Written task: Copy out each of the records below word for word, omitting the pictures.

(Image location labeling records)
:::::
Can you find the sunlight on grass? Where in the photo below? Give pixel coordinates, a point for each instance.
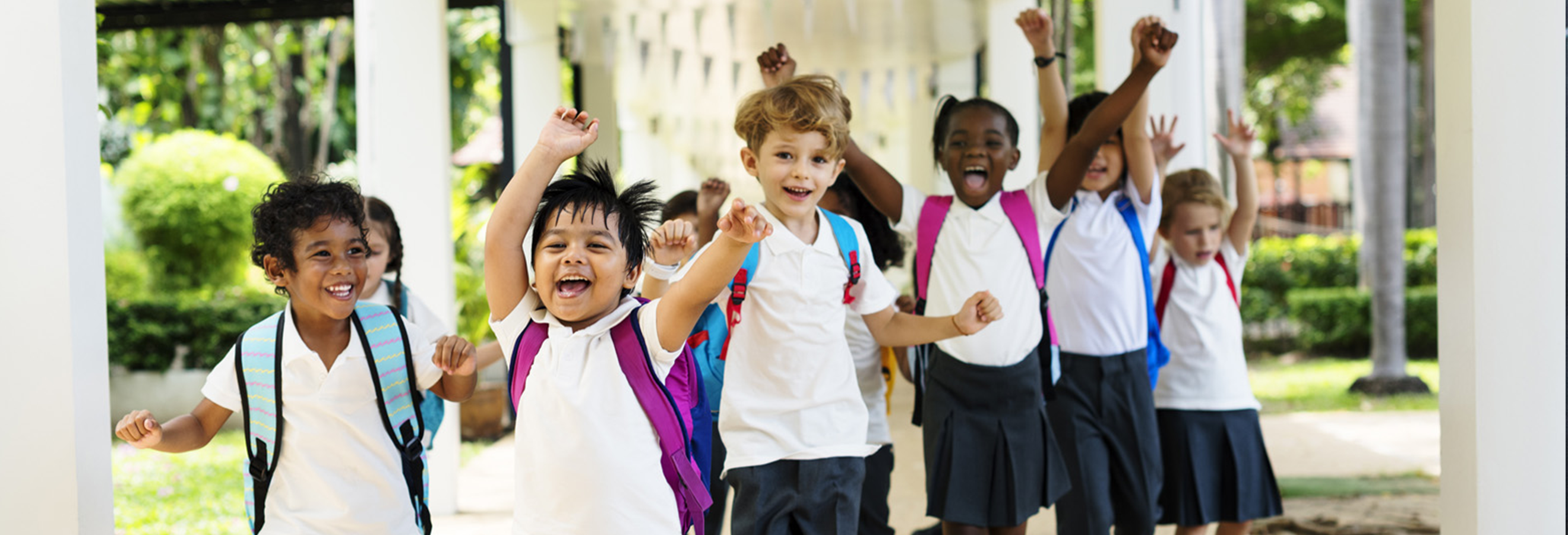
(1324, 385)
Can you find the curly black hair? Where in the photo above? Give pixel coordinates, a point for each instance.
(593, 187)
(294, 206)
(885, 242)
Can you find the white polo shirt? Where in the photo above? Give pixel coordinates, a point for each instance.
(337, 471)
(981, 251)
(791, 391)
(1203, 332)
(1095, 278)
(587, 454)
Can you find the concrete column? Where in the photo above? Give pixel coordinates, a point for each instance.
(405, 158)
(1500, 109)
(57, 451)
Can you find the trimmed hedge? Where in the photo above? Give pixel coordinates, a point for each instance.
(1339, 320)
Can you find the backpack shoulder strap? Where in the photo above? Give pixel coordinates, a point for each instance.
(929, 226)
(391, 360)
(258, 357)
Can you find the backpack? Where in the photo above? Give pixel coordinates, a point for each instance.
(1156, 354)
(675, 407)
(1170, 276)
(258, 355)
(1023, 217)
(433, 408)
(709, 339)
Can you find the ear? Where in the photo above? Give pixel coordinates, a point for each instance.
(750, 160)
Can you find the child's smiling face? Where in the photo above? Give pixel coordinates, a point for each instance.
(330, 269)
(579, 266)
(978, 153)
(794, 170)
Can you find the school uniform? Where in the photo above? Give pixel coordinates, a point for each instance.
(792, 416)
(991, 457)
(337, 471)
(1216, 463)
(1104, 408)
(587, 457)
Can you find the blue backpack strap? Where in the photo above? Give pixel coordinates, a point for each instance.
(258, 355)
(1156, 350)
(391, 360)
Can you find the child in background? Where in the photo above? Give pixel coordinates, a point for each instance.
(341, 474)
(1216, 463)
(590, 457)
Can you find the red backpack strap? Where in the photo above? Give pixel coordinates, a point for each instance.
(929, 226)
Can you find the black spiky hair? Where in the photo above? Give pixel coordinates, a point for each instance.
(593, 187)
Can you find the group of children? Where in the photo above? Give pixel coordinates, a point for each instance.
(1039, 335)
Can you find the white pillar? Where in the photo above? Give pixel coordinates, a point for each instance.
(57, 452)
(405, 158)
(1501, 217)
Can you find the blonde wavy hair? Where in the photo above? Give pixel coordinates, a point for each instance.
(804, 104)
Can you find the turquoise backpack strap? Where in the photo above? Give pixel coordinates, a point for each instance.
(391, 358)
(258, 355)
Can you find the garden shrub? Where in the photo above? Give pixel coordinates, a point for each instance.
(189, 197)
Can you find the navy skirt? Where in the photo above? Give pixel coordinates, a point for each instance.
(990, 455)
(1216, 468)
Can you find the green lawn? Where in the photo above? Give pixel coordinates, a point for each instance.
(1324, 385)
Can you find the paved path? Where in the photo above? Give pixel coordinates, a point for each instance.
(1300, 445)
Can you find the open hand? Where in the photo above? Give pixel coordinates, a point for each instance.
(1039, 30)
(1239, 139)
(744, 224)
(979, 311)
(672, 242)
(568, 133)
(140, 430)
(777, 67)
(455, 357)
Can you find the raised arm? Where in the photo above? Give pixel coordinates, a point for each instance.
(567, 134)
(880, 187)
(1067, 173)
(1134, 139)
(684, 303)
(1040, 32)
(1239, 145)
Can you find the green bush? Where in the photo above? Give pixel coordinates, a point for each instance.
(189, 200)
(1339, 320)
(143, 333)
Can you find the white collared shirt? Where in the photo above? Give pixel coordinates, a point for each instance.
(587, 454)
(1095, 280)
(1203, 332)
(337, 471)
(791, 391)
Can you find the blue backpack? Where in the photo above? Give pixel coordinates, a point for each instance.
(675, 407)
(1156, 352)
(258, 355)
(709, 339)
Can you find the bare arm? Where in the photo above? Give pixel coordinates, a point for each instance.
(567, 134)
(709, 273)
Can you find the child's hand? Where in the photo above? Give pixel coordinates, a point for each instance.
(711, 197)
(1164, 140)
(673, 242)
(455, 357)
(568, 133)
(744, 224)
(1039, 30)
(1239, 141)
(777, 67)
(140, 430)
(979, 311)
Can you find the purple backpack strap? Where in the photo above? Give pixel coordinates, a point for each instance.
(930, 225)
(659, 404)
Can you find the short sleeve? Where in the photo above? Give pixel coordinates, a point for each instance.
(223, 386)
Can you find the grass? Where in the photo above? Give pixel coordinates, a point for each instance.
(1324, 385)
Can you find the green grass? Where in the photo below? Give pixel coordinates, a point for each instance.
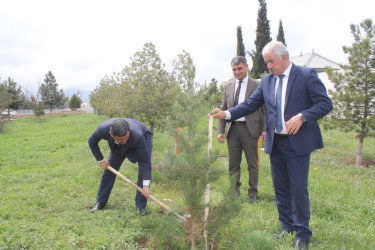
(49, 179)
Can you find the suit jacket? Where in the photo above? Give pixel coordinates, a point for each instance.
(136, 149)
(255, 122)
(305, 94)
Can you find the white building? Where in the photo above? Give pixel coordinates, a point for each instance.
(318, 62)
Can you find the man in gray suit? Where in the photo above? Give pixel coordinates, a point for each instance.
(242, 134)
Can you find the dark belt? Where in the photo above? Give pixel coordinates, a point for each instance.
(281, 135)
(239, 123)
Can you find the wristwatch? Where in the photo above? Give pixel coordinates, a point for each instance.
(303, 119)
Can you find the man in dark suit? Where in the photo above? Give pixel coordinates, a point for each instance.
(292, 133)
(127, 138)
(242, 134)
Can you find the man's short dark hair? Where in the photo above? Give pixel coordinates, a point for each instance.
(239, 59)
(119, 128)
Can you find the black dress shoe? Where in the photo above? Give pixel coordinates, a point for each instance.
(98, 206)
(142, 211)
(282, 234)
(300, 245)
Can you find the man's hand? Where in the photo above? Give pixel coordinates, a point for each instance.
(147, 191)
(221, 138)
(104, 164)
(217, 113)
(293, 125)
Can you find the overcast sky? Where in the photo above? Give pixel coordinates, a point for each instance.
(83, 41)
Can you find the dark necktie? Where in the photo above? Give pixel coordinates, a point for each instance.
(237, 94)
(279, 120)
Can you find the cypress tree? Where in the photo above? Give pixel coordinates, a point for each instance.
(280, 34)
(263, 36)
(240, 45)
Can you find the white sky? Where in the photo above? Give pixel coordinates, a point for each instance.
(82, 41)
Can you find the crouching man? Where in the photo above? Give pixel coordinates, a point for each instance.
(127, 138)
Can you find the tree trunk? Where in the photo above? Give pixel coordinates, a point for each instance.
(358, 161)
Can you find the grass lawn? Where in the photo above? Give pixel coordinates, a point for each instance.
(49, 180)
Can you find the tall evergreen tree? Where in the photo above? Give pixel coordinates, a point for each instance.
:::::
Complete response:
Can you find the sunlight on grass? Where in the photo below? Give pixel coordinates, a point for each instance.
(1324, 385)
Can you find the curly black hair? Where in the photo above? Give pixel coordinates, a point for each instance.
(593, 187)
(294, 206)
(885, 242)
Can you find the white polo shirt? Where in the photo above? Give pixel coordinates, a point for each instance.
(337, 471)
(981, 251)
(791, 391)
(1203, 332)
(1095, 278)
(587, 454)
Can you find the concrete column? Where in the photo above? Give pixel coordinates, a point for each instance.
(405, 158)
(1500, 109)
(57, 451)
Can you find the trimmed hedge? Where in the photo above? Give pixel coordinates, a point for each instance.
(1339, 320)
Can you find the backpack shoulder strap? Where in the photo above? Give pixel coordinates, a point for each instance.
(929, 226)
(391, 360)
(258, 357)
Can you find the backpack? Where in the photo above? Give pixel coordinates, a point for each instance.
(1156, 354)
(675, 407)
(1170, 276)
(258, 355)
(1023, 217)
(433, 408)
(709, 339)
Can you find the ear? Where in the photo above? Give pixel coordinates, a point for each instance.
(750, 160)
Can you find the child's smiling face? Where in the photo above? Give pixel coordinates, a point for each instance.
(330, 269)
(579, 266)
(978, 153)
(794, 170)
Can you find the school uniform? Where in the photo above? Give pixel coordinates, a point for each instance.
(792, 416)
(991, 457)
(337, 471)
(1216, 463)
(1104, 408)
(587, 457)
Can you find the blue backpack strap? Where in the photo above? Give pixel coordinates, a point for each instance.
(258, 355)
(1156, 350)
(391, 360)
Can you find the child in background? Where in the photo above? Give pixel coordinates, a point for each instance.
(341, 474)
(1216, 463)
(590, 457)
Can you find the red backpack strap? Where in the photo above? Give pixel coordinates, a point for each instance.
(929, 226)
Can you find the black spiky hair? Where in the photo above? Give pixel coordinates, a point for each instance.
(593, 187)
Can you find the group of children? Where in the photo above? Give pixel coordinates, a point for each instance.
(1039, 335)
Can you find the white pillar? Where in the photo above? Give pixel coordinates, a point for each instance.
(57, 452)
(405, 158)
(1501, 217)
Can you find the blonde wavy hair? Where in the photo above? Give pixel coordinates, a point for each instance.
(804, 104)
Can you find the turquoise backpack strap? Where in the photo above? Give pixel coordinates, a point for each instance.
(391, 358)
(258, 355)
Can you find the garden shrub? Where in the photo above? Give pixel coordinates, a point for each instance.
(189, 197)
Can you find the navy skirt? Where in the photo above? Give pixel coordinates, a point for each instance.
(990, 455)
(1216, 468)
Can you find the green lawn? Where in the photo above? Give pixel coordinates, a point for each instance.
(1324, 385)
Can you find the paved path? Where in the photo above? Give pixel coordinates, a point for each instance.
(1300, 445)
Can you find the open hand? Where in the photo above? Give pixel coordinates, a point for each instance.
(1039, 30)
(1239, 139)
(744, 224)
(979, 311)
(672, 242)
(568, 133)
(140, 430)
(777, 67)
(455, 357)
Can you find the raised arm? Where in the photo above? Give pixel coordinates, a point for each instance.
(567, 134)
(880, 187)
(1067, 173)
(1134, 139)
(684, 303)
(1040, 32)
(1239, 145)
Can you find the green bush? Where in the photo above? Give pixel coordinates, a point for each instance.
(189, 200)
(1339, 320)
(143, 333)
Can you find the white collared shirt? Where in the photo above? Give pixel coordinates, a point for each instance.
(587, 454)
(1095, 280)
(1203, 332)
(337, 471)
(791, 391)
Can you find the blue backpack? Where in the photo above? Give pixel coordinates, a point for each instance.
(675, 407)
(1156, 352)
(258, 355)
(709, 339)
Can you find the bare arm? Where in the photo above? Give pixel coordinates, a point for each instance.
(567, 134)
(709, 273)
Can you find the child's hand? Where in the photo above? Give pixel coordinates, a point for each instance.
(711, 197)
(1164, 140)
(673, 242)
(455, 357)
(568, 133)
(744, 224)
(1039, 30)
(1239, 141)
(777, 67)
(140, 430)
(979, 311)
Can you find the purple backpack strap? Where in the photo above? Give pixel coordinates, a point for each instance.
(930, 225)
(659, 404)
Can you find the short sleeve? Where in the photo above? Give pixel coordinates, a point for each instance.
(223, 386)
Can you find the grass? Where in the photo above? Give pixel coordinates, a point for each instance.
(1324, 385)
Can you find the green grass? Where in the photo below? Give pixel coordinates, a point for each instance.
(49, 179)
Can you find the suit jacket? Where in the photo above? Give pixel coordinates, a point for each instance.
(136, 149)
(255, 122)
(305, 94)
Can you find the white building? Where in the photo above? Give pixel coordinates, a point for each instance.
(318, 62)
Can you find the man in gray suit? Where in the photo above? Give pixel coordinates, a point for each instance.
(242, 134)
Can you find the dark belt? Where in the photo above? Give pixel coordinates, a point for each instance.
(281, 135)
(239, 123)
Can you find the wristwatch? Where in the photo above? Give pixel coordinates, a point for each instance.
(303, 119)
Can you find the man in dark suit? Where in the photo above? Give pixel coordinates, a point for each instance.
(292, 133)
(127, 138)
(242, 134)
Can you find the man's short dark hair? Where in the photo above? Give pixel coordinates, a point for each instance.
(239, 59)
(119, 128)
Can you find the black dress shoe? Where in the photo above? Give pixel coordinates, a point for each instance.
(98, 206)
(142, 211)
(282, 234)
(300, 245)
Can you find the man's hand? Where in the photo above? Give pixel coordinates, a point for each instance.
(147, 191)
(221, 138)
(104, 164)
(217, 113)
(293, 125)
Can you find the overcast sky? Where in the photo above? Give pixel coordinates, a point for each instance.
(83, 41)
Can you find the dark necktie? Where in the photo above? Give pixel coordinates, a point for each instance.
(237, 94)
(279, 120)
Can you find the cypress tree? Where in the photo above? Give pixel coordinates, a point for each instance.
(280, 34)
(263, 36)
(240, 45)
Can you find the white sky? Where in the photo above? Give pixel coordinates, a point for each instance.
(82, 41)
Can you find the crouching man? Where in the photo above? Give pixel coordinates, a point for each instance.
(127, 138)
Can you find the tree trunk? Where in the photo above? Give pixel coordinates, a point for each instance.
(358, 161)
Can you find the grass lawn? Where in the photo above? Give pixel coordinates, a point for each instance.
(49, 180)
Can you find the tall evergreen tree? Where in the photo above? Give pixel coordinates, a point for each instance.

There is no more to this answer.